— start Source document —

Congratulations to Environmental Services' Mike Reed and the Streamlining Team for winning the Department of State Land’s Partnership Award. The Streamlining Team also recently celebrated their 10-year anniversary providing collaborative pre-application review of stream restoration projects in the city of Portland. Recent projects that have benefited from the streamlining process include the Portland-Milwaukie Light Rail bridge construction and the East Lents Floodplain restoration project (now known as Foster Floodplain Natural Area).

team receiving award from governor 

The Streamlining Team is coordinated by Environmental Services and includes representatives from the Oregon Departments of Environmental Quality, Fish and Wildlife, and Department of State Lands; the U.S. Army Corps of Engineers, National Marine Fisheries Service, and U.S. Fish and Wildlife Service; and the city’s Bureau of Development Services.

— end Source document —

## Short exercise A
According to the Streamlining Team announcement, who coordinates the Streamlining Team?
## Short exercise B
Please continue the Streamlining Team announcement, picking up after its final sentence.

— start Recorded information —

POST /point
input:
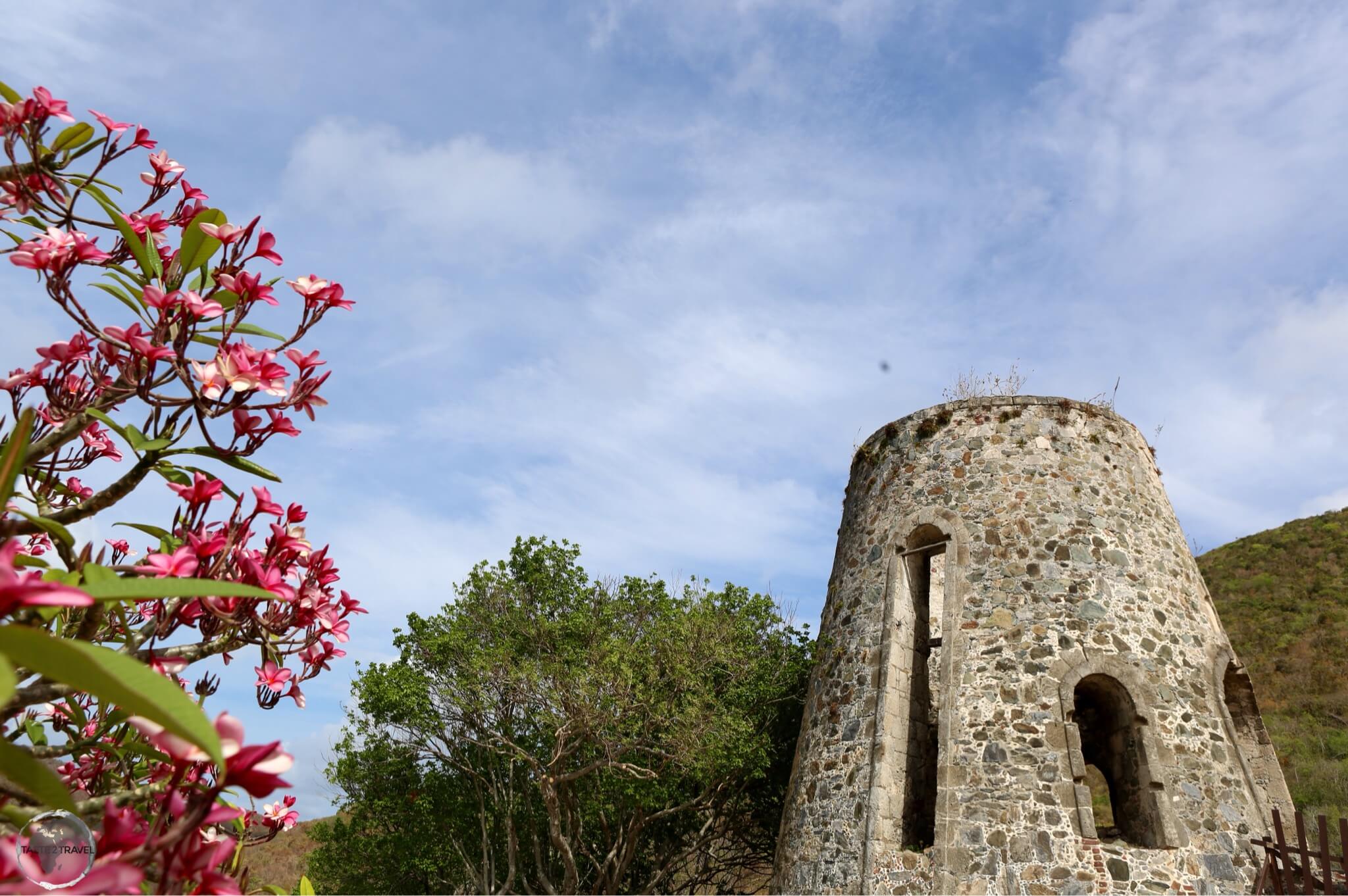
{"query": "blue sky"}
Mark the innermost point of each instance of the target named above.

— end Recorded information —
— start Recorded information —

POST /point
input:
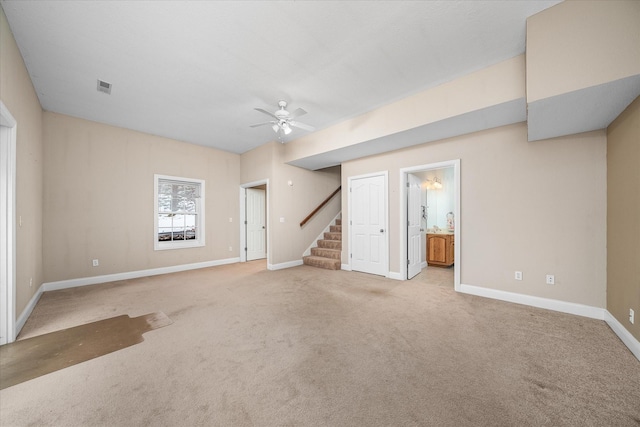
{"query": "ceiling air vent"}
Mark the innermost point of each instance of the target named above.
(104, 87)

— end Recorded information —

## Final result A
Environmental Services

## Final result B
Governor John Kitzhaber, chair of the Land Board, praised the team for their “cooperative, multi-agency approach to waterway permitting. Their work results in a more streamlined process, less time spent on resolving issues, and better outcomes for applicants and the regulatory agencies.”

For more information about Environmental Services Science Fish and Wildlife Program, which coordinates the Streamling Team and provides other services related to the protection and recovery of Portland's native fish and wildlife, see www.portlandoregon.gov/bes/fish.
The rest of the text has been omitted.